**PROBLEM TO WORK ON:** Please convert the entries below into a JSON list of strings, one string per line, leaving out any blank lines.

**RAW DATA:**
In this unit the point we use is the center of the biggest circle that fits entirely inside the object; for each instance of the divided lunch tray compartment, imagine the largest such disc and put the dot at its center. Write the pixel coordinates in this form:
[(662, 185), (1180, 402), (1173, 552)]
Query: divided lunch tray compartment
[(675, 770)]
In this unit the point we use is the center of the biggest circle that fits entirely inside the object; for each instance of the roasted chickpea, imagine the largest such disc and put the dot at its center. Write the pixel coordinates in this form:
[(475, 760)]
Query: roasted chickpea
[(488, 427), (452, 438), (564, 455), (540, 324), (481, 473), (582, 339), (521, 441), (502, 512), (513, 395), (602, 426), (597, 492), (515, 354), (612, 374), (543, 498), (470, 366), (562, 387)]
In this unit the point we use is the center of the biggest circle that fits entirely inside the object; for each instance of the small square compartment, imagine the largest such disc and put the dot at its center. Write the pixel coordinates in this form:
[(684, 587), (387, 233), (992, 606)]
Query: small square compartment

**TASK ANSWER:**
[
  "In this unit the point we use is the center of the biggest circle that fits entirely inside the object; for each instance of the divided lunch tray compartment, imagine the largest such disc and put the dot at its center. Write the pixel coordinates in this form:",
  "[(662, 185), (1180, 402), (1173, 552)]",
  "Query: divided lunch tray compartment",
  "[(675, 770)]",
  "In this unit the point we use is the center of the biggest circle that fits entirely inside the object; for each instance of the roasted chickpea, imagine the largest such disc and put the dot at its center. Write the pixel coordinates in this form:",
  "[(475, 760)]",
  "Query: roasted chickpea",
  "[(488, 427), (452, 438), (564, 455), (540, 324), (481, 473), (582, 339), (521, 441), (502, 512), (513, 395), (602, 426), (597, 492), (515, 354), (612, 374), (543, 498), (470, 366), (562, 387)]",
  "In this unit the point we use is the center of the biggest circle that fits entirely inside the object; for each instance of the small square compartment, imagine the largest such disc and put the dot at its center. Write the pixel coordinates in this form:",
  "[(684, 587), (387, 233), (992, 606)]",
  "Query: small square compartment"
]